Point annotation records:
_ _ _

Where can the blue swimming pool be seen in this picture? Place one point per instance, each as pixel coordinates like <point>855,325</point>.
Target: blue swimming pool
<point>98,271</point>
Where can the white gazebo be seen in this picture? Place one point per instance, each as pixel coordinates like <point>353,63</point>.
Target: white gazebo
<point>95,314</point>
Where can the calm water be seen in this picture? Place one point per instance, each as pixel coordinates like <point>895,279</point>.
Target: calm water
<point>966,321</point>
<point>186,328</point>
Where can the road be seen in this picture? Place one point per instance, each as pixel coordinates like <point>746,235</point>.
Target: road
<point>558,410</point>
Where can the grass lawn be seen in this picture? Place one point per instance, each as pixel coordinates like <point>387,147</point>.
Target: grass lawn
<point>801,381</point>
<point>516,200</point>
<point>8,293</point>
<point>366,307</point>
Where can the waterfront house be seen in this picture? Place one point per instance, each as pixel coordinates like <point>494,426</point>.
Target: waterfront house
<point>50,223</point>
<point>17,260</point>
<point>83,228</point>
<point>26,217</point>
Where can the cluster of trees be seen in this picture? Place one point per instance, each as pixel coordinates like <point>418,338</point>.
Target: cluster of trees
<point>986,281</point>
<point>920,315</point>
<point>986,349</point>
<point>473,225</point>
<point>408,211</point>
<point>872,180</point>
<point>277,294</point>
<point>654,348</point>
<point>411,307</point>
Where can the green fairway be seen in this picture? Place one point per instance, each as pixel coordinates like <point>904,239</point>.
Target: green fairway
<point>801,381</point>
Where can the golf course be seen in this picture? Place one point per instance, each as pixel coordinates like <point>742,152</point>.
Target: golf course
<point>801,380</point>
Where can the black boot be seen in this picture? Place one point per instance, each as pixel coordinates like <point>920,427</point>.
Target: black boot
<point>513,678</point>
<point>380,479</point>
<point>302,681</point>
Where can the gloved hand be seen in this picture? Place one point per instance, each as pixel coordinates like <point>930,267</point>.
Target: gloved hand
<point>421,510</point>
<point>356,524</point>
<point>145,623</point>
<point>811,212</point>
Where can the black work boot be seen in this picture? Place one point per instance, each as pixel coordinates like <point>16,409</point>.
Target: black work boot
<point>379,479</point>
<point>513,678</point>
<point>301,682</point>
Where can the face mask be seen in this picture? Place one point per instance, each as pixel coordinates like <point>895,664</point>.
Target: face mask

_ _ _

WRITTEN EXERCISE: Convert the material above into a JSON list of strings, with one string per line and blank lines omitted.

OUTPUT FOR THIS EXERCISE:
[
  "Where can the blue swimming pool be seen in this picture? Place one point per instance, each as pixel coordinates like <point>855,325</point>.",
  "Target: blue swimming pool",
  "<point>98,271</point>",
  "Where can the white gazebo be seen in this picture? Place one point per instance, each as pixel coordinates like <point>353,63</point>.",
  "Target: white gazebo",
  "<point>95,314</point>",
  "Where can the calm water be seen in this picture? Place one point per instance, each as pixel coordinates like <point>895,279</point>.",
  "Target: calm water",
  "<point>966,321</point>",
  "<point>186,328</point>",
  "Where can the road be seen in this picture? Place one point per instance, each as pixel coordinates like <point>746,235</point>.",
  "Target: road",
  "<point>558,410</point>",
  "Where can the grass lawn be seen in this picture? Place one point per instance, each as pixel coordinates like <point>387,147</point>.",
  "Target: grass lawn",
  "<point>801,381</point>",
  "<point>516,200</point>",
  "<point>8,293</point>",
  "<point>366,307</point>",
  "Where can the waterfront house be seen in this picture? Place one point per instance, each as pixel coordinates like <point>494,426</point>.",
  "Target: waterfront house",
  "<point>50,223</point>",
  "<point>17,260</point>",
  "<point>83,228</point>",
  "<point>26,217</point>",
  "Where can the cluster of trees be seen in this picture? Place one point per instance, each as pixel coordinates like <point>418,338</point>.",
  "Target: cluster of trees",
  "<point>986,281</point>",
  "<point>920,315</point>",
  "<point>986,349</point>",
  "<point>473,225</point>",
  "<point>408,211</point>",
  "<point>872,180</point>",
  "<point>277,294</point>",
  "<point>654,348</point>",
  "<point>411,307</point>",
  "Where can the green fairway be seen in this picture? Place one point per instance, each as pixel coordinates like <point>904,239</point>.",
  "Target: green fairway",
  "<point>801,381</point>",
  "Where can the golf course be seen in this picture? Place one point per instance, each as pixel coordinates like <point>742,152</point>.",
  "Target: golf course",
  "<point>801,380</point>",
  "Where can the black boot be seen in this picture? Place one point per instance, each as pixel coordinates like <point>920,427</point>.",
  "Target: black boot",
  "<point>513,678</point>",
  "<point>380,479</point>",
  "<point>302,681</point>",
  "Where can the gloved hand be seen in this picture? Place one point per instance, each as pixel coordinates like <point>930,267</point>.",
  "Target: gloved hand",
  "<point>421,510</point>",
  "<point>356,524</point>",
  "<point>145,623</point>",
  "<point>811,212</point>",
  "Where can the black work boot be seen in this picture? Place one point per instance, each as pixel coordinates like <point>16,409</point>.",
  "Target: black work boot",
  "<point>379,479</point>",
  "<point>513,678</point>",
  "<point>301,682</point>",
  "Where can the face mask be seen in this picture? Place one point per instance, each as pixel coordinates like <point>895,664</point>.",
  "Target: face mask"
]